## Start Excerpted records

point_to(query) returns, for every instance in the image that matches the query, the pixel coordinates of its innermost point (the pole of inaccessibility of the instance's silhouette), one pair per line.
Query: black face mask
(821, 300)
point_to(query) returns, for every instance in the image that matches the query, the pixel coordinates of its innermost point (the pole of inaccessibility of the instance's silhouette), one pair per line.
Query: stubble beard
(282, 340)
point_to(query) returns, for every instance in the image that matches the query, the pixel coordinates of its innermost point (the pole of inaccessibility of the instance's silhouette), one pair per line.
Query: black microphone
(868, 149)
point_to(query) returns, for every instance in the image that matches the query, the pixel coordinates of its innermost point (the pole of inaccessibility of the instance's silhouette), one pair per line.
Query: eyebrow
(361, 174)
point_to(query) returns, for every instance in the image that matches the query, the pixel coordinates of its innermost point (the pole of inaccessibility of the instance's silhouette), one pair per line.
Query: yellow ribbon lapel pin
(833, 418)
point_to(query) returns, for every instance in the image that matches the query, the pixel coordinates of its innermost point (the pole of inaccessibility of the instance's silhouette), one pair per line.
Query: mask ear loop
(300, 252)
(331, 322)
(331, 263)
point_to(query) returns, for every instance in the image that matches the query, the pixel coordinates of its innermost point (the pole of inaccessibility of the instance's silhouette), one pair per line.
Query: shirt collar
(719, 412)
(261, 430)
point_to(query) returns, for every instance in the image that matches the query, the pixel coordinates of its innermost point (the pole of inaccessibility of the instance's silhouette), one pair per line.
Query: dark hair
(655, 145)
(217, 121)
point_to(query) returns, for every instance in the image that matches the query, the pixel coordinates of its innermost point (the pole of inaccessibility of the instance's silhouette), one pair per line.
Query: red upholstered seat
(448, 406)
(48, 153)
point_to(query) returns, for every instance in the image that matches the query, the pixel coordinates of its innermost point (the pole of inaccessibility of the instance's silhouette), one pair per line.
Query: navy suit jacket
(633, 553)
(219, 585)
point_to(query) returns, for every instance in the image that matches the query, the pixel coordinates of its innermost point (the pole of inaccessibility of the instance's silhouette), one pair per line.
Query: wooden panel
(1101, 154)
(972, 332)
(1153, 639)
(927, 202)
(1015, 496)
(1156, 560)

## End Excerpted records

▶ _What you need to do_
Copy out the full listing exactly.

▶ _Complete response_
point_to(query) returns, for every instance in the image that matches the query, the pixel coordinates of its innermost point (the pole of inaccessibility of the instance's silhouette), one pair per line.
Query: black face mask
(821, 300)
point_to(query) returns, for every instance in the image that matches the query, the pixel coordinates of its innermost point (the pole of inaccessibility of the instance's silhouette), one pair per line.
Query: stubble beard
(282, 340)
point_to(query) returns, for every instance in the image that matches the query, the pixel coordinates of its innermost point (the pole of inaccessibility of the instance's silhouette), one pair per line.
Query: black microphone
(868, 149)
point_to(query) returns, for every instance in the image that matches the query, the pixel coordinates of its innermost point (the pole of inaccessibility of the instance's silhouette), one pair per line.
Query: eyebrow
(361, 174)
point_to(query) returns, for every instance in the image that matches the query, the pixel coordinates of its innermost point (the pole of inaccessibility of the instance's silhouette), one pair per line.
Query: yellow ribbon lapel pin
(833, 418)
point_to(query) returns, for every instance in the image that matches the query, the pixel coordinates of its innermost point (the pole of inaccessibility of the instance's silhouette), one pair per line.
Query: mask ear loop
(300, 252)
(331, 322)
(331, 263)
point_to(query) returns, for every instance in the image that matches the query, the pixel coordinates of its innermost point (the pole of inaccessibility of the instance's silhouette), one pair per line.
Query: shirt collar
(719, 412)
(261, 430)
point_to(query) returns, for every instance in the image that matches the query, the pixel coordinates of its innermost point (the pole of inaccessibility of the instance's silhouette), one pair per line.
Query: dark hair
(655, 145)
(217, 121)
point_to(query) returns, for every instance in the image that matches the query, the pixel coordinates of its innermost point (the pole of inaccessibility of the instance's silhouette), one pair per line.
Query: red upholstered seat
(448, 406)
(48, 153)
point_to(query) returns, for every instance in the image that matches the query, the pixel coordinates of its innermost point (the pole of inaccessibility of the instance's silhouette), one pair per line.
Query: navy suit jacket
(633, 553)
(219, 585)
point_to(query) returns, for every instance in the image that matches the query, the pixel coordinates of its innermost point (the pole of inaccessibility of the instance's silhouette), one pair per line.
Query: wooden panel
(1101, 154)
(972, 332)
(1153, 639)
(927, 202)
(1015, 496)
(1156, 560)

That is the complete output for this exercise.